__수행할 과제__. 아래 행 중 "Outline all occurrences of circular logo."이 들어 있는 행에서 시작해 마지막 행에서 끝나는 부분만, 요청 행까지 포함해 모두 다시 쓰세요. 이때 요청 문장은 그대로 두고, 답에 있는 경계 상자 좌표만 모두 0.8배로 축척한 뒤 정수로 반올림하세요(0.5는 올림).

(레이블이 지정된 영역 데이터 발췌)
◆ ◆ ◆ ◆ ◆

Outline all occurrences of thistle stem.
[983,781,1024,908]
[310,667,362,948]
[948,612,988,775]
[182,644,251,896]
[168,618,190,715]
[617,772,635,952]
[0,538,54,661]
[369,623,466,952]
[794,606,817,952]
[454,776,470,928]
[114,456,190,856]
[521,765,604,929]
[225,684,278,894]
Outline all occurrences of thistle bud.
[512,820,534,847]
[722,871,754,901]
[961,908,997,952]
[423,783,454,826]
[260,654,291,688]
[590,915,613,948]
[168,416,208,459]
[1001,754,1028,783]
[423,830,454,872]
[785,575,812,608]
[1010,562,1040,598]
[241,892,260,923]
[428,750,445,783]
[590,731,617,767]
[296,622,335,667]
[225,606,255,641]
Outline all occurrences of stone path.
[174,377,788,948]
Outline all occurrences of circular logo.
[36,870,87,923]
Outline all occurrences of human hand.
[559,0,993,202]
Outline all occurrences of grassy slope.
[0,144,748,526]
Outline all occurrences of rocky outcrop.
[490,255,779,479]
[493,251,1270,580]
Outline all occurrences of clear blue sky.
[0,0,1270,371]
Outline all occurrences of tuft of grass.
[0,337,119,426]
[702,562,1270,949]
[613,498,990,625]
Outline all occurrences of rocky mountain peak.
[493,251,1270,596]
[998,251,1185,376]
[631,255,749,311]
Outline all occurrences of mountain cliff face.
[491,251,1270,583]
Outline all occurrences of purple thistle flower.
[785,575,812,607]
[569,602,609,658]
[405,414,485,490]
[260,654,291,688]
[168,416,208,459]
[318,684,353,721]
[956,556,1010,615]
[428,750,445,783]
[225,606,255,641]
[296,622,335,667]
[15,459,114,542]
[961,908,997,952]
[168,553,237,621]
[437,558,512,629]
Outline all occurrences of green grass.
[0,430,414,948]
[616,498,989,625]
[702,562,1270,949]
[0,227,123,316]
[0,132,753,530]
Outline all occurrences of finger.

◆ ◆ ◆ ◆ ◆

__과제 풀이__.
Outline all occurrences of circular logo.
[29,696,70,738]
Outline all occurrences of human hand.
[447,0,794,162]
Outline all occurrences of grassy slope.
[0,115,598,421]
Outline all occurrences of rocky outcrop.
[392,204,623,383]
[394,201,1016,464]
Outline all occurrences of clear blue sky.
[0,0,1016,297]
Outline all occurrences of tuft of grass.
[0,270,95,341]
[562,450,1016,759]
[490,398,792,500]
Outline all occurrences of rocky mountain peak.
[394,201,1016,477]
[798,201,948,301]
[505,204,599,249]
Outline all occurrences of mountain cliff face.
[393,201,1016,466]
Outline all occurrences of purple thistle flower.
[628,460,650,486]
[455,482,487,526]
[324,331,388,392]
[208,523,233,550]
[134,333,166,367]
[254,547,282,577]
[765,445,808,492]
[342,600,356,626]
[180,485,204,513]
[237,498,268,534]
[12,367,91,434]
[769,726,798,762]
[134,442,190,497]
[350,446,410,503]
Outline all occurrences of green grass.
[0,344,331,758]
[493,398,791,500]
[562,450,1016,759]
[0,182,98,253]
[0,106,602,424]
Outline all occurrences of finger.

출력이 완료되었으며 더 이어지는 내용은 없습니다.